Your task —
Rewrite the lines running from the line with "Looking at the photo above, is there any sofa back" to the line with "[0,385,135,426]", putting "couch back cushion" in place of "sofa back cushion" and leaving everything else the same.

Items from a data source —

>>

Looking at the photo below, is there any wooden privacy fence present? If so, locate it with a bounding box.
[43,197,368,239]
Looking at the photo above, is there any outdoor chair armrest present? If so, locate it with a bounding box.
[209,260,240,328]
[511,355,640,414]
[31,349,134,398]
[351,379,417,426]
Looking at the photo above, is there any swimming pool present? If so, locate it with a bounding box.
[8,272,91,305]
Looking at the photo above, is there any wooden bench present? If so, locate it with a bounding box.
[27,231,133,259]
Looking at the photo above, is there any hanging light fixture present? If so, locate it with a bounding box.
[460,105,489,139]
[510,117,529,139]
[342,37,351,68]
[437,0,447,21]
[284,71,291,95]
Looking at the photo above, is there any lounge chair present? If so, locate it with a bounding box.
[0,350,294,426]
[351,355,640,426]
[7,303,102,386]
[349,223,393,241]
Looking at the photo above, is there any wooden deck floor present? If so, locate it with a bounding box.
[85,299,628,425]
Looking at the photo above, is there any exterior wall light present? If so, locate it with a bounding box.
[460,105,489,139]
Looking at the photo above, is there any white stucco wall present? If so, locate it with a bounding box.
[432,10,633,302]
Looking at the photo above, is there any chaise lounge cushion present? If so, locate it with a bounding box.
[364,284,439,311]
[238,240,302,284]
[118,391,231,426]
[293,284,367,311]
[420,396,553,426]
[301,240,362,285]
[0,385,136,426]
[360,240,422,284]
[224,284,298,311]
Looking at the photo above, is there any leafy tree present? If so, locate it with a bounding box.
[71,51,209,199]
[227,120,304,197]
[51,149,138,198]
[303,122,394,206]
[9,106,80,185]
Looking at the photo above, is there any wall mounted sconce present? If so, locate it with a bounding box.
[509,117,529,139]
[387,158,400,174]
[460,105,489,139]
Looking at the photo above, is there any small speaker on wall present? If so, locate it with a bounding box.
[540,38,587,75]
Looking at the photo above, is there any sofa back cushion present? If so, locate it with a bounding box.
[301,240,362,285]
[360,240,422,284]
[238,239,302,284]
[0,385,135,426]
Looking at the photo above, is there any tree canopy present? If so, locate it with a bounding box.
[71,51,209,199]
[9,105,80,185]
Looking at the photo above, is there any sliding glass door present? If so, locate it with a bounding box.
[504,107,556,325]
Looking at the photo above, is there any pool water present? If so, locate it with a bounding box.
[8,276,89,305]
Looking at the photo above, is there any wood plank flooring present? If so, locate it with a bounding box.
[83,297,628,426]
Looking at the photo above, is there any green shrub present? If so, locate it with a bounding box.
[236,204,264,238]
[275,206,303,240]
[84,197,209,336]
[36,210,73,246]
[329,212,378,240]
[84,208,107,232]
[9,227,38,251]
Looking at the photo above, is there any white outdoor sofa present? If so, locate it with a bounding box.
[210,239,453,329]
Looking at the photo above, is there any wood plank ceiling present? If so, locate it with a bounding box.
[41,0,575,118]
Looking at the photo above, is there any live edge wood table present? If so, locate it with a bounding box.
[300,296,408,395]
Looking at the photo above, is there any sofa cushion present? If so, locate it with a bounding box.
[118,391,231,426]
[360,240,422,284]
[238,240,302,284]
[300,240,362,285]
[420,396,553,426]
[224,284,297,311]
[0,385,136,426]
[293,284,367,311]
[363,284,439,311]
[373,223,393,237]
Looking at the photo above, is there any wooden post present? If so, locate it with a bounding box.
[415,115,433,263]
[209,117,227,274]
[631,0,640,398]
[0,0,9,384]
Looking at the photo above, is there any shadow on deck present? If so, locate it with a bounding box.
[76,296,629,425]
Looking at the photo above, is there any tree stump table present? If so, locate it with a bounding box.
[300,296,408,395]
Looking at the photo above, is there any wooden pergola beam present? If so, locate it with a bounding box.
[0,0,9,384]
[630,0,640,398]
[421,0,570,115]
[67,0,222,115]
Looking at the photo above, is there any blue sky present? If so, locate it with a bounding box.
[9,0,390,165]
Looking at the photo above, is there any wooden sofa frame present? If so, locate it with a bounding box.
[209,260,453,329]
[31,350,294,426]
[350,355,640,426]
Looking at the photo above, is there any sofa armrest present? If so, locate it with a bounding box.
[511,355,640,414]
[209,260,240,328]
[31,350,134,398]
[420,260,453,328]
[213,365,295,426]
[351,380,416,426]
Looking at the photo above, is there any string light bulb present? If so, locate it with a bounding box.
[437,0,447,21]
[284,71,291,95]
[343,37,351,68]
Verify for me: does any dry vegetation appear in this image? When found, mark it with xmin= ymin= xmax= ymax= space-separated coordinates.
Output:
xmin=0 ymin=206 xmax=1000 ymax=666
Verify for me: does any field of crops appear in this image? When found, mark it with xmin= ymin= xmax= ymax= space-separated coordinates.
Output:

<<

Answer to the problem —
Looking at the photo above, is there any couch back cushion present? If so, locate it with a bounding box.
[301,240,362,285]
[360,240,422,284]
[238,239,302,284]
[0,385,135,426]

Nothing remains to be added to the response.